TASK ITEM: In the copy, leave out the pictures and repeat all records exactly.

Natural-language object grounding data
——
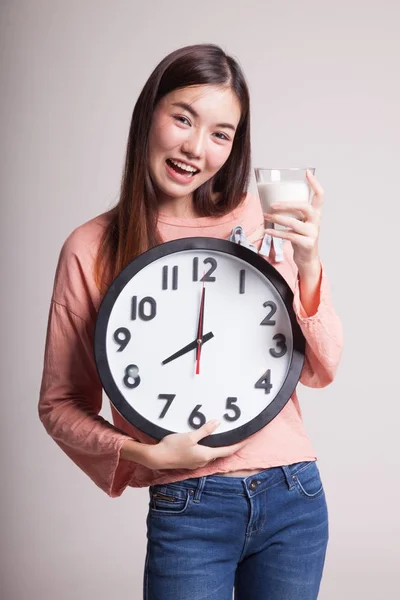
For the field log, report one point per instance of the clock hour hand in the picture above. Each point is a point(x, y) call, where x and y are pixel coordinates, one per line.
point(188, 348)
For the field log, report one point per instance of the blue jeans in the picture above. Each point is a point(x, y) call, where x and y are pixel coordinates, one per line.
point(264, 536)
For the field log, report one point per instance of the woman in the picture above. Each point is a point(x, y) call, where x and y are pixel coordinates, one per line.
point(251, 516)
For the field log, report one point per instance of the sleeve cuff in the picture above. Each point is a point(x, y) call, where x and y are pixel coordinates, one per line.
point(322, 291)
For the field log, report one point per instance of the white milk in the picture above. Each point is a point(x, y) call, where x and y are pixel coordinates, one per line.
point(283, 191)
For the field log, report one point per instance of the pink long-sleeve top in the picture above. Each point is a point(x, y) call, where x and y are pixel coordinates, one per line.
point(71, 392)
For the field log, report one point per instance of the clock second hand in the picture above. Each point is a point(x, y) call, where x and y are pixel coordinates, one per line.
point(200, 327)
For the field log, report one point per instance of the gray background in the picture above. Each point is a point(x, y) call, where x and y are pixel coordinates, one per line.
point(324, 82)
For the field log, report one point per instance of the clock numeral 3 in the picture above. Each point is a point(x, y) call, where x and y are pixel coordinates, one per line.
point(132, 379)
point(267, 321)
point(281, 343)
point(169, 398)
point(265, 382)
point(231, 406)
point(207, 276)
point(122, 336)
point(196, 418)
point(141, 309)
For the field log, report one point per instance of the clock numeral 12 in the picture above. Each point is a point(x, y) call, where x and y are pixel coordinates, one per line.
point(139, 309)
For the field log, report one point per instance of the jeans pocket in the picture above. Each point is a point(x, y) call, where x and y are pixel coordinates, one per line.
point(169, 499)
point(308, 481)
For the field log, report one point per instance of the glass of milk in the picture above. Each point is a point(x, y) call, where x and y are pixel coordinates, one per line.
point(283, 185)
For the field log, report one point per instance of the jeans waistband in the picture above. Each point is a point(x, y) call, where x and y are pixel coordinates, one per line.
point(247, 486)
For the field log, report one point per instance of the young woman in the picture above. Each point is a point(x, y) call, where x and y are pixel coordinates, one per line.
point(252, 516)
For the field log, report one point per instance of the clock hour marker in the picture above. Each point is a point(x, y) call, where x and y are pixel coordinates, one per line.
point(242, 281)
point(165, 277)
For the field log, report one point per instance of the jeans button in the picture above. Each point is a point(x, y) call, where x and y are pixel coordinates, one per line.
point(253, 484)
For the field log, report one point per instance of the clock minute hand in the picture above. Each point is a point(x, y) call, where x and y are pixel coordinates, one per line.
point(188, 348)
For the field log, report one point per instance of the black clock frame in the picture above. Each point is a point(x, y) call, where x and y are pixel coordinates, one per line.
point(171, 247)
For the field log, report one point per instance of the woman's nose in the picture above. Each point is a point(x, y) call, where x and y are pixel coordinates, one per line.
point(194, 144)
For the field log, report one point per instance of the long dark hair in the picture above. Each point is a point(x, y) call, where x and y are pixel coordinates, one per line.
point(133, 225)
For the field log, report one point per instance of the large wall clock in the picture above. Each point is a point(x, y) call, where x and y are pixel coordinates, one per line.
point(196, 329)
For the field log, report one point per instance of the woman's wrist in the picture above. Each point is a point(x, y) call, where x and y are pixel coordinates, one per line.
point(138, 452)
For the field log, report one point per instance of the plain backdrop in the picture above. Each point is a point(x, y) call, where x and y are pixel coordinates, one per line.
point(324, 83)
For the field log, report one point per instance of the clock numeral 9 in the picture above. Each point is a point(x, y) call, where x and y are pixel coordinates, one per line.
point(265, 382)
point(132, 379)
point(140, 309)
point(122, 336)
point(207, 276)
point(267, 321)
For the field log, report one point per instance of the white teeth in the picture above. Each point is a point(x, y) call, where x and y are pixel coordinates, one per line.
point(183, 166)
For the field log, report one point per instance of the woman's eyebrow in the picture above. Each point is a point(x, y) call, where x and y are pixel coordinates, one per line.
point(195, 115)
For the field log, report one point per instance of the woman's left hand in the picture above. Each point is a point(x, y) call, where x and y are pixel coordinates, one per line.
point(303, 234)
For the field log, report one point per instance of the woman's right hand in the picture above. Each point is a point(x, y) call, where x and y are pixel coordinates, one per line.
point(182, 451)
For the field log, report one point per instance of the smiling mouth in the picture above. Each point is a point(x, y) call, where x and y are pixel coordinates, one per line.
point(187, 171)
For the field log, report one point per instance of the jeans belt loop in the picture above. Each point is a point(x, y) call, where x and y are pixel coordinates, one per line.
point(288, 476)
point(199, 489)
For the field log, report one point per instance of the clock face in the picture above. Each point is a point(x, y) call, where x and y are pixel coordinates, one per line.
point(149, 357)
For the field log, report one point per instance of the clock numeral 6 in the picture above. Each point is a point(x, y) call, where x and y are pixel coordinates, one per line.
point(231, 406)
point(132, 379)
point(196, 418)
point(265, 382)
——
RESPONSE FOR THIS EXERCISE:
For the field log, report one point per instance of the clock hour hand in the picture above. Each point is a point(x, y) call, where x and y are pixel coordinates, one per line.
point(188, 348)
For the field log, report one point per instance of the blue jeans in the picture above. Each point is a point(x, y) call, where x and y are pixel coordinates, one per line.
point(264, 536)
For the field log, report one point per instance of the woman in the picture above. Each point is a point(x, y) call, where x and y are pixel coordinates, one per line.
point(251, 516)
For the field log, report one point per instance of the sleeve cuff in the picture above. Each point is a point(x, y) call, where x and y are pixel coordinates, one per line.
point(322, 291)
For the field log, report one point per instance of the white milk in the picture above. Each point is a point(x, y) call, where x and y are pixel coordinates, one per line.
point(283, 191)
For the field log, report one point per instance of the pink long-sleeve top in the picture above. Each point is a point(x, y) call, where x and y are pixel coordinates, one per line.
point(71, 392)
For the field log, report one point per instance of the clock second hand in the picture above. Each point is a point(x, y) call, where x and y are pixel coordinates, one per line.
point(200, 327)
For the field log, report one point per instance of the gray background in the picture above. Each point is a point(x, y) call, where x and y are pixel coordinates, one per line.
point(324, 82)
For the field log, report one point per instance of the clock numeral 3 in the picture above. Each point is a point(x, y) call, where x and y are pixel coordinates, one per line.
point(132, 379)
point(267, 321)
point(281, 343)
point(169, 398)
point(265, 382)
point(231, 406)
point(207, 276)
point(122, 336)
point(196, 418)
point(141, 309)
For the field log, report one point per instance of the clock numeral 12 in the picture above. Each point is a point(x, y) call, where x and y are pixel coordinates, one per line.
point(139, 309)
For the field log, report one point per instance of the jeans pocket in the picture above. Each point is a point(x, y) call, where x and y are pixel coordinates, one per line.
point(169, 499)
point(308, 481)
For the field log, report one point per instance of the glass of milk in the picture above. Each point is a point(x, y) call, where x and y are pixel coordinates, one per line.
point(283, 185)
For the field log, report one point per instance of the jeans waistband in the picture above. Each point is a point(x, y) call, where x and y are pixel coordinates, one per line.
point(247, 486)
For the field log, report one point per instance of the young woman in the picture above. Each point is a point(x, y) call, where x and y are pixel coordinates, one per line.
point(252, 516)
For the field log, report one point per instance of the clock hour marker in the picture above. Each point is a point(x, y) call, where x and y are pixel coordinates, one per line.
point(242, 281)
point(165, 277)
For the field log, report one point per instance of the jeans button in the picture above. Each point is a point(x, y) call, where x and y are pixel coordinates, one per line.
point(253, 484)
For the field log, report one point per instance of the clock minute hand in the picture above. Each point is a point(x, y) call, where x and y are pixel coordinates, one per line.
point(188, 348)
For the field log, report one point per instance of the black clock frame in the picture above. Each point is a point(x, y) call, where x and y are pixel coordinates, one per line.
point(171, 247)
For the field log, report one point per instance of the woman's nose in the picture above. Each point is a point(x, y) call, where x and y are pixel coordinates, one per line.
point(194, 144)
For the field log, report one point per instance of the long dark hair in the picture above. Each point is a point(x, y) call, where x and y are pixel coordinates, one per line.
point(133, 225)
For the field log, report one point per instance of the large wall clock in the picture above. Each point is a point(x, y) call, where x and y are pixel coordinates, one per line.
point(196, 329)
For the field log, report one point per instance of the woman's wrist in the picture above. Each point is a point(x, y) call, where x and y are pixel coordinates, one per line.
point(138, 452)
For the field log, report one point per instance of the plain backdrop in the picture above. Each point is a point(x, y) call, where x and y are pixel coordinates, one per line.
point(324, 83)
For the field log, report one point per instance of the clock numeral 9 in the picture above. Each point is a point(x, y) call, where x and y are pixel coordinates, one per line.
point(265, 382)
point(132, 379)
point(140, 309)
point(122, 336)
point(207, 276)
point(267, 321)
For the field log, report one point per instance of the white teeth in the picture above. Each point is a point(x, y) call, where x and y are pixel coordinates, one per line.
point(183, 166)
For the field log, report one point per instance of the woman's eyebrow in the picture above. Each point is a point(x, y) call, where x and y are pixel coordinates, one per line.
point(195, 115)
For the field log, report one point per instance of the woman's left hand in the picture above. Each point is a point(x, y) call, where x and y are pixel coordinates, one per line.
point(303, 234)
For the field log, report one point per instance of the woman's right hand in the picture above. Each point is a point(x, y) call, where x and y are pixel coordinates, one per line.
point(182, 451)
For the field log, report one point per instance of the smiling mouth in the picture above. Each point is a point(x, y) call, where x and y are pixel coordinates, one per line.
point(187, 171)
For the field log, report one point per instance of the jeans belt loop in the picture above. Each point is a point(x, y) call, where x and y are pixel coordinates, one per line.
point(288, 476)
point(199, 489)
For the field log, report one point per instance of the clock face in the picture above. Each point is a point(x, y) call, where x and y are pixel coordinates, one per line.
point(149, 357)
For the field log, report one point per instance of the clock numeral 6 in the picture above. Each point is a point(x, y) call, where x and y are pixel coordinates, one per line.
point(231, 406)
point(132, 379)
point(196, 418)
point(265, 382)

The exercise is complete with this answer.